§ **Work instructions**
Copy out each line of the data that contains "help".

§ **Material to process**
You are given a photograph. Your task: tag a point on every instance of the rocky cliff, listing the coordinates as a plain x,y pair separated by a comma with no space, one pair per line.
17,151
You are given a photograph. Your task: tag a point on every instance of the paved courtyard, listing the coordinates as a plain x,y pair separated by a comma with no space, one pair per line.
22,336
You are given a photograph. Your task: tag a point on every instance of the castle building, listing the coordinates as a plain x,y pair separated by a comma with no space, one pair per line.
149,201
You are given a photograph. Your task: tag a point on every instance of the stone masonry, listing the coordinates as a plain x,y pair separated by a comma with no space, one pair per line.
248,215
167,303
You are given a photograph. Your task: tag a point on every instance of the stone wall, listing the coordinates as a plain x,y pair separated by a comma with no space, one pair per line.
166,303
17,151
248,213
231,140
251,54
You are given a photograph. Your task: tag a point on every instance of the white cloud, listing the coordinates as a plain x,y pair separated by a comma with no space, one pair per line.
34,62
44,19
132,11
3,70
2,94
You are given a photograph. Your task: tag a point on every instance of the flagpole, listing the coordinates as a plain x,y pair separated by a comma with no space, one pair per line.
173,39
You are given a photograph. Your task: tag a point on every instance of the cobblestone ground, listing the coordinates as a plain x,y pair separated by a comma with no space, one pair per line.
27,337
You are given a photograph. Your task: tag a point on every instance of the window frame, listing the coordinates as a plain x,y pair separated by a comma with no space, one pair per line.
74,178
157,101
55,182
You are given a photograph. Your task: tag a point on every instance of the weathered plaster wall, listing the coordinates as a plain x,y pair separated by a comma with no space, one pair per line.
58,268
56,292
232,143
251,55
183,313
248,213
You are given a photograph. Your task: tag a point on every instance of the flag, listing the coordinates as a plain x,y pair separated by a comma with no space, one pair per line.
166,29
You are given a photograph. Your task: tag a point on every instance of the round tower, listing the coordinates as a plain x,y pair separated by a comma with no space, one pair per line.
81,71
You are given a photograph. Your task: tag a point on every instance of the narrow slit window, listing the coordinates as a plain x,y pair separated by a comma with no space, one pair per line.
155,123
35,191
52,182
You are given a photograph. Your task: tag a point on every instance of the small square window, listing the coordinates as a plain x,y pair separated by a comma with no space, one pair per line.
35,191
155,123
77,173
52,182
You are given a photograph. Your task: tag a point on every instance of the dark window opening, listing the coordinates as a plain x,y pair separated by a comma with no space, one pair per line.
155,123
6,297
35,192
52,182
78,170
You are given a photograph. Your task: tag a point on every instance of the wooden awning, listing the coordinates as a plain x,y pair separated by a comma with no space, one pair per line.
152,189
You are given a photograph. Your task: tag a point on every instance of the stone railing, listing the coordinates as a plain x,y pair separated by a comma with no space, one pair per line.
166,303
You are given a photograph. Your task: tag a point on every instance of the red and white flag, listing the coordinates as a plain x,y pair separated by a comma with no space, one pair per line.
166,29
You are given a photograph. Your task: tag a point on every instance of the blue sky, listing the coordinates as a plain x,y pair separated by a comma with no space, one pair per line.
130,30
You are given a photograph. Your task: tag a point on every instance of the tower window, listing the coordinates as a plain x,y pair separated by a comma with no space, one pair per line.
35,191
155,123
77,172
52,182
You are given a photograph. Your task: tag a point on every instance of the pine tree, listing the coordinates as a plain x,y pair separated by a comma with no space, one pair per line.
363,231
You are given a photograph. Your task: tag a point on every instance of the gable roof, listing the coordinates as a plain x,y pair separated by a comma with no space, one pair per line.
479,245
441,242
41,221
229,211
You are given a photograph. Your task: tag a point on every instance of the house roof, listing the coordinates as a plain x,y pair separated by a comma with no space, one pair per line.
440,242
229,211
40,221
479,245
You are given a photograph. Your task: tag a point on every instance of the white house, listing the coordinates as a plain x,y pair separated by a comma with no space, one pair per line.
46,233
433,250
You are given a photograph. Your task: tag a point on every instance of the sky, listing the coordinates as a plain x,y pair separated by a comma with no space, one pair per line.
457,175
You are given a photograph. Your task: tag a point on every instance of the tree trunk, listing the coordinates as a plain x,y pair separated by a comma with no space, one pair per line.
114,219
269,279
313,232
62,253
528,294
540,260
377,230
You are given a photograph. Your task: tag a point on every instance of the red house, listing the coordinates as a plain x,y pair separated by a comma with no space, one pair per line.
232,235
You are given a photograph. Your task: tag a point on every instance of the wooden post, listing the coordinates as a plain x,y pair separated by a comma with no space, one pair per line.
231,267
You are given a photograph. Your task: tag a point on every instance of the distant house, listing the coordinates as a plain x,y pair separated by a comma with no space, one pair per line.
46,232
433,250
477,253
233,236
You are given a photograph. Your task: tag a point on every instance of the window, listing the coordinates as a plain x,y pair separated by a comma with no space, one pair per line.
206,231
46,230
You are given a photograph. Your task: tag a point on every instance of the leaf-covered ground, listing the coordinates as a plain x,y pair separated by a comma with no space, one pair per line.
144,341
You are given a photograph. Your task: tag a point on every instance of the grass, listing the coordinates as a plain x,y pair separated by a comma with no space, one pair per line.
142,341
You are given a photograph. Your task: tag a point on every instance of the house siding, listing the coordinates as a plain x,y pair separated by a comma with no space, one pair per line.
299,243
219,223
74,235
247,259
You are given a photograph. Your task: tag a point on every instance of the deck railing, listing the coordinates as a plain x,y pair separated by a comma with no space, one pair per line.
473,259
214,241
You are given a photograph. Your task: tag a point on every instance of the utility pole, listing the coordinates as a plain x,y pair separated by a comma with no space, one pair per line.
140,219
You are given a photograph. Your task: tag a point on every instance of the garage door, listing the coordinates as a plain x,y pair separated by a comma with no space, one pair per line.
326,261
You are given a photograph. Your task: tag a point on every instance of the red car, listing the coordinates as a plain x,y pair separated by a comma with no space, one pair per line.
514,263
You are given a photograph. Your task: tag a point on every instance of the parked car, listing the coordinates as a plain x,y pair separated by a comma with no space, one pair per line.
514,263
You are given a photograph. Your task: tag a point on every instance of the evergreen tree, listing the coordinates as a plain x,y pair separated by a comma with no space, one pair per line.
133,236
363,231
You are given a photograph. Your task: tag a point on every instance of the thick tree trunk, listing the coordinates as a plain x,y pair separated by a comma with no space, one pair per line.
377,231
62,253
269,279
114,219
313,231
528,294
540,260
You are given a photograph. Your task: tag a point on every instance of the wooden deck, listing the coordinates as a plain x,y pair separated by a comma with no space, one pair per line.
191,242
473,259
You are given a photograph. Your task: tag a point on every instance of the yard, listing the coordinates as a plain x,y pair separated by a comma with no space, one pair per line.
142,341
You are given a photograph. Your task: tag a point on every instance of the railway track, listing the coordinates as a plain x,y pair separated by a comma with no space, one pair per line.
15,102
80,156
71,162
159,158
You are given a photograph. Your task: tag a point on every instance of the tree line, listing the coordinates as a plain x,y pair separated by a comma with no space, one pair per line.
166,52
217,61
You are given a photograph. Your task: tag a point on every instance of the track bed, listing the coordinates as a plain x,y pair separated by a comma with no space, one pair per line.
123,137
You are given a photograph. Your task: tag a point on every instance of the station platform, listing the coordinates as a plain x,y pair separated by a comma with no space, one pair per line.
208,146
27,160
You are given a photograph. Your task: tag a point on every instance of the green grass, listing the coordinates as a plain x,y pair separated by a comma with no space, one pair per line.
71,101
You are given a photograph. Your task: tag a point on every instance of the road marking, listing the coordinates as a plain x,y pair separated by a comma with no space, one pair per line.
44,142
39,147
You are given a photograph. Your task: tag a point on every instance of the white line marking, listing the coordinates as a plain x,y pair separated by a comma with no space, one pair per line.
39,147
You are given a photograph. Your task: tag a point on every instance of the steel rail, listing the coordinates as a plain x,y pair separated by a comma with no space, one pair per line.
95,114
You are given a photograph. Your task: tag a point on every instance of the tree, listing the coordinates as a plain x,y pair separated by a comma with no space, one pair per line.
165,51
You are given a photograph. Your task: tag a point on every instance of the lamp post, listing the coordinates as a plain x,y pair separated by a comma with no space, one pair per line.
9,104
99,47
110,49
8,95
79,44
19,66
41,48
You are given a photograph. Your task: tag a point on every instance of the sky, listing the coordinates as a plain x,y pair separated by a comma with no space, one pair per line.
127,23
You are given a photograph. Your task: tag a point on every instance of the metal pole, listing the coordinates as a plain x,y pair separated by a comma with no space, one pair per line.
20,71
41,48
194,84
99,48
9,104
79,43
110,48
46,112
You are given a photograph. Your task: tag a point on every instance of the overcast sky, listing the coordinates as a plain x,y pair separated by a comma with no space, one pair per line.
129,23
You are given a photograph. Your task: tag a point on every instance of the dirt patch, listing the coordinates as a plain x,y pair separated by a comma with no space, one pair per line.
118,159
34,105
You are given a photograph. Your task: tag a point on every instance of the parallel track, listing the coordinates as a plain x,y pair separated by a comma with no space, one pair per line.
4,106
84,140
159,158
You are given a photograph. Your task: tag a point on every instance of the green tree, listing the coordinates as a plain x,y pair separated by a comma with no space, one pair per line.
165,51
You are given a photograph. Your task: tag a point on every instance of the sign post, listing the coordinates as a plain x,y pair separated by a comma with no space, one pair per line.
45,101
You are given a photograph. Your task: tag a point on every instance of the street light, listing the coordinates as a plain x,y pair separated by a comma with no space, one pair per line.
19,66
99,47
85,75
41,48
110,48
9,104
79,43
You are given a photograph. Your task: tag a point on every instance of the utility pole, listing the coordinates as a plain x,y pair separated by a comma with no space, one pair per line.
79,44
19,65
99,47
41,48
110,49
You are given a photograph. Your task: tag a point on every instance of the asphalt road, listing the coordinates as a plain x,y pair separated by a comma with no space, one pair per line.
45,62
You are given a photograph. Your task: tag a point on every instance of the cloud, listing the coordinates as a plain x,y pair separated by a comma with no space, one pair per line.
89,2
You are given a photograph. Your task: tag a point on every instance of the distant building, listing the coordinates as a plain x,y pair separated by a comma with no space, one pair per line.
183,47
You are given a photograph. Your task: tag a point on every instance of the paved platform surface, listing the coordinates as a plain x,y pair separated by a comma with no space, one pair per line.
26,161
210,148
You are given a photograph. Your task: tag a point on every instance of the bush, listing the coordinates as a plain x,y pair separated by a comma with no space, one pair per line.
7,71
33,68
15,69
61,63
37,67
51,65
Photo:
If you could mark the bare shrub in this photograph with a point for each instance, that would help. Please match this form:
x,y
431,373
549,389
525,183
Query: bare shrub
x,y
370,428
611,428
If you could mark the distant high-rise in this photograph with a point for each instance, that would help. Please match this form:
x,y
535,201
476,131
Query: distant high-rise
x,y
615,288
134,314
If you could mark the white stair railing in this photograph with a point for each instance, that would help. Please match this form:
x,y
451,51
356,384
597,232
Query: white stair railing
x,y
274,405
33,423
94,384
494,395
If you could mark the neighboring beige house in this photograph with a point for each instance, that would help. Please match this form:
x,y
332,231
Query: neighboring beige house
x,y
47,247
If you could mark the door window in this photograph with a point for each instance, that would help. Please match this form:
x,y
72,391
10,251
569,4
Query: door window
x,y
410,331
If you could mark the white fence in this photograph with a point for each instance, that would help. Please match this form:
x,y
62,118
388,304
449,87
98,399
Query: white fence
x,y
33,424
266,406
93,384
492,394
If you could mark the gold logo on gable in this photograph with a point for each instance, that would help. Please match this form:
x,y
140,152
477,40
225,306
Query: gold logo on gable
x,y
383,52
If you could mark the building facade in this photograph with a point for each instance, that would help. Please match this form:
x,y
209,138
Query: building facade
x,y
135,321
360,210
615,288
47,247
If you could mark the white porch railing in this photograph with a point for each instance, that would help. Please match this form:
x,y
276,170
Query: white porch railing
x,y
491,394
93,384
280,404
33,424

§ **Task answer**
If you could mark the bare shrub in this photograph with a point for each instance, that would help. Please match this form:
If you could mark the distant high-rise in this photograph with a point for each instance, that would help. Please match this form:
If you could mark the white stair railing in this photograph with a point for each instance, that would help. Please match this form:
If you could mark the neighboring beige house in this photograph with a point for each instance, that would help. Please match this form:
If you could mark the door window in this photograph with a point for each instance, that would help. Please match this form:
If you could mark the white fence in this photograph with a point for each instance, that would help. Please match this form:
If you could mark the gold logo on gable in this photograph with a point for each instance, that would help. Please match this form:
If you could mark the building facade in this photograph with a point for each instance, that would help. Please match this form:
If you could mark the white porch railing in this photograph with a point for each instance, that would help. Please match this form:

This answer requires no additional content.